== Exercise ==
Nothing belongs in the answer except the lines of the material that include "hair".

== Provided information ==
═══
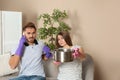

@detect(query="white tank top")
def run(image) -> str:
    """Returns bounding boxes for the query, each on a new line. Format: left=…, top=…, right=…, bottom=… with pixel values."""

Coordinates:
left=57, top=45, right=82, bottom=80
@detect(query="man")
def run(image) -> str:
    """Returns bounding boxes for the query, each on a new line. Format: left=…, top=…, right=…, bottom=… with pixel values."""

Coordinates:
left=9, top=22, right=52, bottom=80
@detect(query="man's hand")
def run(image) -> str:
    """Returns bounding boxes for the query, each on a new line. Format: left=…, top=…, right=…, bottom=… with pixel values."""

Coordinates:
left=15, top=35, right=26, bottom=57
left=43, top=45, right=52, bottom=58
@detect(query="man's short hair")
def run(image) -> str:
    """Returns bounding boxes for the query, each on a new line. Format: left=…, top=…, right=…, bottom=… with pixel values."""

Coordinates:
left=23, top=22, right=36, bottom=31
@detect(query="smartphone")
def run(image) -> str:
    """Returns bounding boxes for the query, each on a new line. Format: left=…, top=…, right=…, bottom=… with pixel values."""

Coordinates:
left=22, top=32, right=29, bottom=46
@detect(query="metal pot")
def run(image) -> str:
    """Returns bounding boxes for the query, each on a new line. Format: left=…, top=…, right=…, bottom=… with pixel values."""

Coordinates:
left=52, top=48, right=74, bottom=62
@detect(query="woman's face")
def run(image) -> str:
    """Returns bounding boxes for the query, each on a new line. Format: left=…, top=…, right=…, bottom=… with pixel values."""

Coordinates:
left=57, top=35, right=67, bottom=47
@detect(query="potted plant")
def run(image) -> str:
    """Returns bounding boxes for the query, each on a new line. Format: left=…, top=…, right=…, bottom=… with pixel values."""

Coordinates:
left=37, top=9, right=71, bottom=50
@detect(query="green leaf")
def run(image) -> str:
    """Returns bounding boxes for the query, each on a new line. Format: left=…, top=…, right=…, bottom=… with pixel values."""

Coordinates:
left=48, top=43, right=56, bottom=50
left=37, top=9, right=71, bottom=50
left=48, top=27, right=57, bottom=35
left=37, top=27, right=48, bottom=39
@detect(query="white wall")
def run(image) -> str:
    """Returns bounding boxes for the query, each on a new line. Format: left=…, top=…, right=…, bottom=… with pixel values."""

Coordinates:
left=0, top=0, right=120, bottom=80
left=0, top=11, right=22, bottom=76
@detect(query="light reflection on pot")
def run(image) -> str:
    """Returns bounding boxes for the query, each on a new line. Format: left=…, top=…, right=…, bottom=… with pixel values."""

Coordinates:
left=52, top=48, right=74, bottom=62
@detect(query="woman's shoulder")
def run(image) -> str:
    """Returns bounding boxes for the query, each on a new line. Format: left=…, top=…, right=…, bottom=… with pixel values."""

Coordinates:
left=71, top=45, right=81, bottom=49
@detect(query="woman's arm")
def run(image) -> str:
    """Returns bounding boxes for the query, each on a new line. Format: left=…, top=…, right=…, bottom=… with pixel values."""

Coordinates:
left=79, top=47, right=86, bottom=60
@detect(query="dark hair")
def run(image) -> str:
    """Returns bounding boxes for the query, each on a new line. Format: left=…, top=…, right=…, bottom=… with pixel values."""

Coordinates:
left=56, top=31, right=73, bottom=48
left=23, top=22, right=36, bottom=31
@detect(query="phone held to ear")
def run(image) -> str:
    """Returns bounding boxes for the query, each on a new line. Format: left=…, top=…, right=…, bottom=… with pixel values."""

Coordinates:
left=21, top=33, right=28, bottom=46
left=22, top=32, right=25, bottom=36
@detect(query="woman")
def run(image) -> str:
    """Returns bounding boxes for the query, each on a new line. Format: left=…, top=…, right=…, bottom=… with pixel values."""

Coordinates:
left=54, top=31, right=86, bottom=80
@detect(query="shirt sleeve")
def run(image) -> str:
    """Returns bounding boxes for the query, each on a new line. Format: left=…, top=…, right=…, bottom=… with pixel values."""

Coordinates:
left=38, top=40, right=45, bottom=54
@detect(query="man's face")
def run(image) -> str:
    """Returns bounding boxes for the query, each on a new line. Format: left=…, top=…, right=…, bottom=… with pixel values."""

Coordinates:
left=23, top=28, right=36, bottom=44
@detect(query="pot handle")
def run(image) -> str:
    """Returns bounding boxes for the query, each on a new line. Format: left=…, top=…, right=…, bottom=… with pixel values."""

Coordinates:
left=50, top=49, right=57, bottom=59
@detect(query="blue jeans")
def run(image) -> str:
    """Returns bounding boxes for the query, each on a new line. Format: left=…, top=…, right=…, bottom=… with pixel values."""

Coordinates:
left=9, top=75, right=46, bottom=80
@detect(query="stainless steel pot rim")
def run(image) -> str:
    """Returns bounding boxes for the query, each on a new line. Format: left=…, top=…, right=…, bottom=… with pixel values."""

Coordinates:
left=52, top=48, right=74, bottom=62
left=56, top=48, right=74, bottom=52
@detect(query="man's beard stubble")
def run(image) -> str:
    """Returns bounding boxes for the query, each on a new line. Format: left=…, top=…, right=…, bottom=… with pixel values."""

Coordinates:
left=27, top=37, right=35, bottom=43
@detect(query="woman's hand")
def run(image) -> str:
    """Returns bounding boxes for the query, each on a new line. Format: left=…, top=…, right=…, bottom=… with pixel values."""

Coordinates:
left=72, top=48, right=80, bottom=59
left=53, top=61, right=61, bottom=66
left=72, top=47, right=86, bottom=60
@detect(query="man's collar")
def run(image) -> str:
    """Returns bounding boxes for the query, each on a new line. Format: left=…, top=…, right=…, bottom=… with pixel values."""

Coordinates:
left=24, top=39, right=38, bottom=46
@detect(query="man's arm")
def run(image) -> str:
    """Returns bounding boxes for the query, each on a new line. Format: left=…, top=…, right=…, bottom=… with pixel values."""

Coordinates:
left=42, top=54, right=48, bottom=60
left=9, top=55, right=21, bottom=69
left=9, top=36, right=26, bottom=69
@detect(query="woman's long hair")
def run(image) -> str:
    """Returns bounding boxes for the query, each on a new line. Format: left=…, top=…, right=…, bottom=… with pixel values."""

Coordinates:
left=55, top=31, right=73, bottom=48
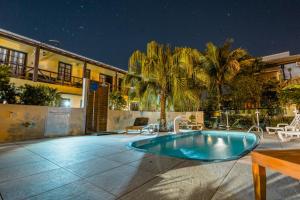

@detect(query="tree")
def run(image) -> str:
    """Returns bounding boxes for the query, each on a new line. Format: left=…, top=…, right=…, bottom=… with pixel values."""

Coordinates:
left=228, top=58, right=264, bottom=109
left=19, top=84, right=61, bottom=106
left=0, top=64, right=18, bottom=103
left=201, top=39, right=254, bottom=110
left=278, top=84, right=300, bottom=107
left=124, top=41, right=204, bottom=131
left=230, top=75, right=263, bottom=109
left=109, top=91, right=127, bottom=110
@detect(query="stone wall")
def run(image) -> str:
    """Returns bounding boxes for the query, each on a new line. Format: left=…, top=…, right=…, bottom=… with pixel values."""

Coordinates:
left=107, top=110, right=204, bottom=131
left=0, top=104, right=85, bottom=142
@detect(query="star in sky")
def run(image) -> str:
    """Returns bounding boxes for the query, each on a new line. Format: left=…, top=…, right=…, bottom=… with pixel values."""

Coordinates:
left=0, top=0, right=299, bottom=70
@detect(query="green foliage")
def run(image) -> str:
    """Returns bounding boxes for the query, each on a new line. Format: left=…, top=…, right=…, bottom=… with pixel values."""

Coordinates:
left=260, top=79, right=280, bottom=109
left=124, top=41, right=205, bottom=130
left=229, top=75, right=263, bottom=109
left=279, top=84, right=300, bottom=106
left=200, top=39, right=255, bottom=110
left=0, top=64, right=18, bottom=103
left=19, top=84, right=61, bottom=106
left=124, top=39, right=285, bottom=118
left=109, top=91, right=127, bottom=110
═══
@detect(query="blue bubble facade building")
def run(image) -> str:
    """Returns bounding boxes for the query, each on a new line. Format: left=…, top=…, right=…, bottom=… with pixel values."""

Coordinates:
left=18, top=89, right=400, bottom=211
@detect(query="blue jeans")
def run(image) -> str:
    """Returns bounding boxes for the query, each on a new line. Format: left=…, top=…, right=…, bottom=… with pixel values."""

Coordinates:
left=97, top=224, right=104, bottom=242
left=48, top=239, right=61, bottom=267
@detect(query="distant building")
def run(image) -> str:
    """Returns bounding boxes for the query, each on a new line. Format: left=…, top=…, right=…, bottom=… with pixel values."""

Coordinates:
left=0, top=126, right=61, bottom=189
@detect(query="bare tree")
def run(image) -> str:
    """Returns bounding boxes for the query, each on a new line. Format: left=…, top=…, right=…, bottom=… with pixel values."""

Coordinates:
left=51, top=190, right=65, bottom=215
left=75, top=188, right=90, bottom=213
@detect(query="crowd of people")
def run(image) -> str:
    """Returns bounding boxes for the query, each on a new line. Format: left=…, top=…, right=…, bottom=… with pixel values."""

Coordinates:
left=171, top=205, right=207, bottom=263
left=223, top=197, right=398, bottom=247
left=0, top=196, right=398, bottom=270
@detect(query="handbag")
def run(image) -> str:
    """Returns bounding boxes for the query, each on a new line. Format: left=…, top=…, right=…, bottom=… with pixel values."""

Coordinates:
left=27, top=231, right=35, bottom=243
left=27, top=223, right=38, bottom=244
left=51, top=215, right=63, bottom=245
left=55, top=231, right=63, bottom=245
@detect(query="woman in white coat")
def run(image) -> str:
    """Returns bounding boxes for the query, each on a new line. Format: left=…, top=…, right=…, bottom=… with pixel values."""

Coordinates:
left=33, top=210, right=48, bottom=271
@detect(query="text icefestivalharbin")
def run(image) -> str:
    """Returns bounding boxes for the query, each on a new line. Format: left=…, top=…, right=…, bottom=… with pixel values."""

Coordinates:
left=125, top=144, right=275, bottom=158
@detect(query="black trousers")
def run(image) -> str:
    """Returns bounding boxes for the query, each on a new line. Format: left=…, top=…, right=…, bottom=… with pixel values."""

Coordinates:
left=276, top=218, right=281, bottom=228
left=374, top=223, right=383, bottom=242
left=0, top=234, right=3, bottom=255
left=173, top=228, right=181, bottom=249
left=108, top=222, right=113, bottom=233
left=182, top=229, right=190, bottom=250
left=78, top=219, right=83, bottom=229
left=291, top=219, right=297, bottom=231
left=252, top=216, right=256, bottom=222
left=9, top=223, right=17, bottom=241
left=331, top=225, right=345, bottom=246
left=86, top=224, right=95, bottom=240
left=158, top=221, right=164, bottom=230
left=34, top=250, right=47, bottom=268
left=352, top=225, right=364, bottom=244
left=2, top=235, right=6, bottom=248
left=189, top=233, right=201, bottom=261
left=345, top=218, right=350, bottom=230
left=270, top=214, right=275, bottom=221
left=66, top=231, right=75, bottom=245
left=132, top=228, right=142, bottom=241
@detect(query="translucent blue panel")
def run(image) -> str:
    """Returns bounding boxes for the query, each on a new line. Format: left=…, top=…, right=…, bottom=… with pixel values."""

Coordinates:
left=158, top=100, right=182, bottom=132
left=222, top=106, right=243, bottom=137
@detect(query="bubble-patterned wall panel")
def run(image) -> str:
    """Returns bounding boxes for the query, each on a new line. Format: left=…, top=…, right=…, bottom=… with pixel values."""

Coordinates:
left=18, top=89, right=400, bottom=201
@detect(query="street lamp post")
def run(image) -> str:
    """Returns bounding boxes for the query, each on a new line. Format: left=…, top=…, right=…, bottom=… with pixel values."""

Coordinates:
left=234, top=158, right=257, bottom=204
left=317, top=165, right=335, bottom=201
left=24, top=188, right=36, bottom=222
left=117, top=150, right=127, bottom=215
═══
== Task answer ==
@detect(query="man's short hair")
@detect(query="dark hair")
@detect(query="woman's long hair")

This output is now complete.